- **WHAT THE TASK ASKS**
Set down exactly the lines from the first line of the records through the line that contains "task | for every instance of the sand", and leave every picture out.

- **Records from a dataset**
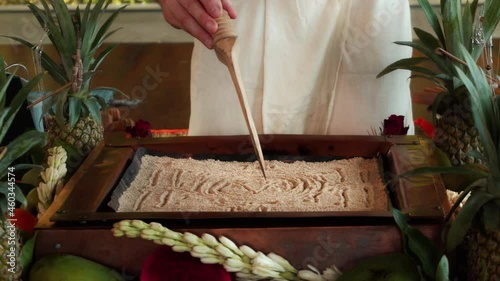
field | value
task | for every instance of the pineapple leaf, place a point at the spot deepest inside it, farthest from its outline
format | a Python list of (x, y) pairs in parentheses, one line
[(491, 215), (105, 27), (27, 251), (427, 39), (443, 270), (440, 62), (65, 23), (453, 26), (54, 70), (102, 103), (20, 145), (463, 221), (433, 20), (491, 17), (483, 109), (17, 102), (408, 64), (102, 55), (75, 108), (19, 196), (462, 197), (94, 109), (46, 20), (5, 86)]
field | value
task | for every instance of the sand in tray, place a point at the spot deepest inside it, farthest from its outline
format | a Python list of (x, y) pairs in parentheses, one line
[(165, 184)]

- **YOUR SOLUTION**
field | value
task | for every instance of the pineapple leaf, place a point at the spot deepest inside it, farthest from its outline
format | a Python list of (x, y) pairs in parentheses, one line
[(491, 215), (105, 27), (27, 251), (427, 39), (443, 270), (440, 62), (65, 23), (453, 26), (54, 70), (102, 103), (20, 145), (463, 221), (433, 20), (491, 17), (483, 109), (17, 102), (408, 64), (102, 55), (75, 108), (19, 196), (462, 197), (94, 109), (46, 20), (5, 86)]
field | value
task | for every instance of the sand in tray, place a point at the spot deepest inside it, farthest from its outline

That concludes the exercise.